Source document:
────────────────────

By |2020-11-03T11:26:22+01:00November 3rd, 2020|Triopoly|

From a statistical point of view, the timing of COVID19 couldn’t have been better. Just in the middle of Q2, so all the economic damage it caused when it first hit our economies, can be clearly distinguished. The triopoly of digital advertising, as composed of Google, Facebook and Amazon were of course affected as advertising investment is very quick to be impacted by uncertainty.

In our recent report “Digital Marketing in a VUCA World” we looked at how digital marketing is affected by COVID19, the rise of AI and the end of cookies. The most abrupt changes are of course due to the lockdown and drop in advertising investment. Now, in Q3 we can see how each of the platforms recovered.

Amazon Ads grows 51%, Facebook Ads 22% and Google Ads 9% in Q3 ’20

Every quarter, the three members of the triopoly of digital advertising publish their revenue figures and it used to be almost predictable. An average growth every of around 15% year on year and a peak in Q4. Amazon Ads playing catch-up by steadily eating triopoly share every quarter but still representing only ¼ of Facebook Ads and 1/7 of Google Ads.

In Q2’20 Google Ads saw negative growth YoY

With COVID19, things were shuffled around a bit. Google Ads saw the first ever quarter of negative growth yoy in Q2 (-8%) whereas Amazon Ads and Facebook Ads resisted. But the recovery was so much stronger for Google Ads in Q3 that the lost quarter of COVID19 may be soon forgotten. Facebook didn’t seem to be impacted in Q2, and experiences higher growth than recently in Q3 (22%).

In Amazon, E-commerce exploded in Q2 and ads picked up in Q3

Amazon Ads grows with over 50% in Q3, a level of growth the platform hasn’t seen since 2018. It is probably riding on a delayed impact of the massive Q2 growth in e-commerce on the platform. Amazon Ads spend is strongly tied to the the e-commerce activity. On Amazon the media is the marketplace. When you plot e-commerce revenue against ad revenue over time, the correlation becomes very clear – all but in Q2 and Q3 of 2020 due to COVID19.

Amazon experienced massive growth of e-commerce in Q2 at 49% yoy compared to recent growth around the 20% mark, Q2 was a bit like christmas in May. However, advertising was affected by uncertainty and only picked up in Q3 with over 50% growth where recent quarters showed around 40% growth year on year.

Q4 outlook, anyone?

With a massive Q2 for e-commerce, recession, new lockdowns and an uncertain holiday season, Q4 shouldn’t be expected to be business as usua, should it?. Amazon, of course, pushed its Prime Day private sales event to Q4 and should be expected to benefit from a further surge in e-commerce. Advertising spend usually picks up strongly in Q4 too, so we have two contrary forces at work: high media pressure on one hand and uncertainty on the other. We are likely to see the traditional Q4 spike, but it will probably be composed of a different advertiser mix than we are used to, and there could be some platform shift also. One thing is certain. Q4 in digital advertising will be higher than ever before for the triopoly.

────────────────────

Listed entries:
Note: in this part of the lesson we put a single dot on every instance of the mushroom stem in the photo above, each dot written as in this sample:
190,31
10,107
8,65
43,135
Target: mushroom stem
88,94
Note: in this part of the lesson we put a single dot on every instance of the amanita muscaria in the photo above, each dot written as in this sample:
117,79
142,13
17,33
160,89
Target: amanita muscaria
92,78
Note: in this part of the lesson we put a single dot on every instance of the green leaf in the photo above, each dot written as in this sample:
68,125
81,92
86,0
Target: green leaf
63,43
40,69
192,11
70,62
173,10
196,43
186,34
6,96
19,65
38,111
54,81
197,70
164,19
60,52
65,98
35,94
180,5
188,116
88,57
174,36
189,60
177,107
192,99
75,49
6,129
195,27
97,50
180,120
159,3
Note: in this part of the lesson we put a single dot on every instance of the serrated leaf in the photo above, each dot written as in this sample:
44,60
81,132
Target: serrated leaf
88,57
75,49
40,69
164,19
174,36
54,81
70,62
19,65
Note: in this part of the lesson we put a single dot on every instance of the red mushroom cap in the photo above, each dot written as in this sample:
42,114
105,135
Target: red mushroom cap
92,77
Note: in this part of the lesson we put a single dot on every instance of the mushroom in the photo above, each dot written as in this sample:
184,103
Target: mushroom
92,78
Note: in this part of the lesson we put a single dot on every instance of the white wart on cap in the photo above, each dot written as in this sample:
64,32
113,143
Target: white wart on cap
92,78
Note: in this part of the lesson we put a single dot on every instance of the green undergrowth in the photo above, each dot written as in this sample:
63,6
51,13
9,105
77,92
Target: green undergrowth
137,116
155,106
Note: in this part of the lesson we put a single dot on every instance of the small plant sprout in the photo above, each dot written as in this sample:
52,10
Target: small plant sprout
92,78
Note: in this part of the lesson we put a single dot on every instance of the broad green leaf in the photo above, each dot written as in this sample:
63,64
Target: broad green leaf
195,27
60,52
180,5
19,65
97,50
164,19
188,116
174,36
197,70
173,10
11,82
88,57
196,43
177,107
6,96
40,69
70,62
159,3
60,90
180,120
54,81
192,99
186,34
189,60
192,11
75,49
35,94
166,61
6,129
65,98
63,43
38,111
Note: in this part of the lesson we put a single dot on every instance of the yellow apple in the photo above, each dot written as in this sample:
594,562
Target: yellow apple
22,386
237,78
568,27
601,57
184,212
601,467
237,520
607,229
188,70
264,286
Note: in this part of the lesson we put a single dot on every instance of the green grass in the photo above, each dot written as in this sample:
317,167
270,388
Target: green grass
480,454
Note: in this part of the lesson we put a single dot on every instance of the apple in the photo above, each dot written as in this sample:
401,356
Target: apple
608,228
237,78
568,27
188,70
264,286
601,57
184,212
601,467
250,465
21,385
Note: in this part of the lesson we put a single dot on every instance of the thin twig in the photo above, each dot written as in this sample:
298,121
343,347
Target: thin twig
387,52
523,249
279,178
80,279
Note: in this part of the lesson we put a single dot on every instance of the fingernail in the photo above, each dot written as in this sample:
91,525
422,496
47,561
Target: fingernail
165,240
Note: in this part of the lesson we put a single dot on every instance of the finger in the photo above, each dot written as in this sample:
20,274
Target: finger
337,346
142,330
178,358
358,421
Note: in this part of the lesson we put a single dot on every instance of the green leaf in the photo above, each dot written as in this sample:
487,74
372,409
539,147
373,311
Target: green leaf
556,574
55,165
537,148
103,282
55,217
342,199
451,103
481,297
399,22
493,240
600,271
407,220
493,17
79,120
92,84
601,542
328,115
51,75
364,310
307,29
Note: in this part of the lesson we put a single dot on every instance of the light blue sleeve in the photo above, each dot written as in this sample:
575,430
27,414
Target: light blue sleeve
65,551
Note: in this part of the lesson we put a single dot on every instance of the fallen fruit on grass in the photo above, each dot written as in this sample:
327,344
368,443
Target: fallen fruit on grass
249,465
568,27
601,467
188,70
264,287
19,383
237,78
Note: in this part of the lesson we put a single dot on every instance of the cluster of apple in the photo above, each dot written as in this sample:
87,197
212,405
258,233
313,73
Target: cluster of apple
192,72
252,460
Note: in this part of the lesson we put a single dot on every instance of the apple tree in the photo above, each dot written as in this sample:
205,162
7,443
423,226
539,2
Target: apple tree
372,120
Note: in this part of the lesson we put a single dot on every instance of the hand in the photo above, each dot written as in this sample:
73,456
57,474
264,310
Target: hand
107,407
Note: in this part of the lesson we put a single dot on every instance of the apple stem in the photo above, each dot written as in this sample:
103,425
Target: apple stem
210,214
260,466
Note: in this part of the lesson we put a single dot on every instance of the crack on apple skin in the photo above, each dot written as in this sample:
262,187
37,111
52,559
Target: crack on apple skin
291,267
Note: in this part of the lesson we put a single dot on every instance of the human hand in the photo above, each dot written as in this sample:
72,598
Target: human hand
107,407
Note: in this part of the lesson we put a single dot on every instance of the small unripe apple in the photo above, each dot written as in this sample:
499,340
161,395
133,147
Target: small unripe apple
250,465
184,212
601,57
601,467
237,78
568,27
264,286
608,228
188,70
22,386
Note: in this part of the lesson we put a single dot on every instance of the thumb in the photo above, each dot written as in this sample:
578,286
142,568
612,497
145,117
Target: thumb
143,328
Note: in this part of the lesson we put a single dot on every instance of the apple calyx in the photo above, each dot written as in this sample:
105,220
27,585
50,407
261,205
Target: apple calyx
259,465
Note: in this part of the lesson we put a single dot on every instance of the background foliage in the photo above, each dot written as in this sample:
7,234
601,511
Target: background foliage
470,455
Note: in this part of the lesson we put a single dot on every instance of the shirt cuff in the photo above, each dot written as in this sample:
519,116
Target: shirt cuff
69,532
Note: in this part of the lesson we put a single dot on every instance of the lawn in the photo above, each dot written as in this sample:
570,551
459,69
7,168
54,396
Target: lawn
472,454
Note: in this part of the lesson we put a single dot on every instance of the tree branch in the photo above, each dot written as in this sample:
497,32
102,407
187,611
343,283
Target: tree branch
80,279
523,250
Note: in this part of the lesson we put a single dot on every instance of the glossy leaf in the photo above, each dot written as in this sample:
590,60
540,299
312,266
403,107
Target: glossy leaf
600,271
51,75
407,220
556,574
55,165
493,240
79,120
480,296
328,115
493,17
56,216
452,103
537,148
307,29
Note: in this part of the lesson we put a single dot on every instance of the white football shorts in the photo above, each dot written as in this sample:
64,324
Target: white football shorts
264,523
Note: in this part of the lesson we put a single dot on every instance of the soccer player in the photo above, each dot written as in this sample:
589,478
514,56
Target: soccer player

────────────────────

What you need to do: Transcribe the passage of the triopoly article that begins at "Every quarter, the" and ends at "in Q3 (22%).". None of the lines are needed for this.

Written response:
Every quarter, the three members of the triopoly of digital advertising publish their revenue figures and it used to be almost predictable. An average growth every of around 15% year on year and a peak in Q4. Amazon Ads playing catch-up by steadily eating triopoly share every quarter but still representing only ¼ of Facebook Ads and 1/7 of Google Ads.

In Q2’20 Google Ads saw negative growth YoY

With COVID19, things were shuffled around a bit. Google Ads saw the first ever quarter of negative growth yoy in Q2 (-8%) whereas Amazon Ads and Facebook Ads resisted. But the recovery was so much stronger for Google Ads in Q3 that the lost quarter of COVID19 may be soon forgotten. Facebook didn’t seem to be impacted in Q2, and experiences higher growth than recently in Q3 (22%).